▸ **Dataset records**
= = = = =
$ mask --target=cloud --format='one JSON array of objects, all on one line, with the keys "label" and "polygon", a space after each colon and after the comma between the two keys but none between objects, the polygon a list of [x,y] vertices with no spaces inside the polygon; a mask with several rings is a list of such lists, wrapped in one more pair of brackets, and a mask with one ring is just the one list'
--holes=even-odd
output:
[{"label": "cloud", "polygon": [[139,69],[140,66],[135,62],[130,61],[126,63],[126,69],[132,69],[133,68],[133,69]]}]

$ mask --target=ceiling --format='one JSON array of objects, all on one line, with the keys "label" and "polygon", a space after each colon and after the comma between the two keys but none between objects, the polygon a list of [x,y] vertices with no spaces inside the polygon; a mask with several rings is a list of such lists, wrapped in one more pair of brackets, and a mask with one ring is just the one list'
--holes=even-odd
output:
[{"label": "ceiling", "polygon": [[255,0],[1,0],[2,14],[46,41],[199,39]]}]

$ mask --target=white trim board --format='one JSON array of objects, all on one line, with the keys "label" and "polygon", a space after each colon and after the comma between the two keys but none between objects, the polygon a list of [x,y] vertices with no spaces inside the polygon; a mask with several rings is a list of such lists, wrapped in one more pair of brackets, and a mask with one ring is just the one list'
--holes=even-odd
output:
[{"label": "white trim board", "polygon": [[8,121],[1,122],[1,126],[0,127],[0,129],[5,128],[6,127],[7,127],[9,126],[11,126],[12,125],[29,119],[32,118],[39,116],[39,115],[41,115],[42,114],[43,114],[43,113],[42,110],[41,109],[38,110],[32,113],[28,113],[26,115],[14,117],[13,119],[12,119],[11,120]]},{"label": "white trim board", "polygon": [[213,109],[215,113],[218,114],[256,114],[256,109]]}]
= = = = =
▸ **Given request**
Repeat, without any change, every line from the one containing "mask --target=white trim" through the end of the material.

▸ **Solution to this exercise**
$ mask --target=white trim board --format='one JSON array of objects, all on one line, with the keys "label" and "polygon", a space after each colon and after the comma between the two keys but none between objects, the polygon a list of [x,y] vertices with no spaces inside the polygon; a mask with several rings is a list of such lists, wrapped in one more pair of brackets, and a mask with one ring is just the one list'
--holes=even-odd
output:
[{"label": "white trim board", "polygon": [[8,121],[1,122],[1,126],[0,127],[0,129],[5,128],[6,127],[7,127],[9,126],[11,126],[12,125],[29,119],[32,118],[39,116],[39,115],[41,115],[42,114],[43,114],[43,113],[42,110],[41,109],[38,110],[32,113],[28,113],[26,115],[14,117],[13,119],[12,119],[11,120]]},{"label": "white trim board", "polygon": [[213,109],[215,113],[218,114],[256,114],[256,109]]}]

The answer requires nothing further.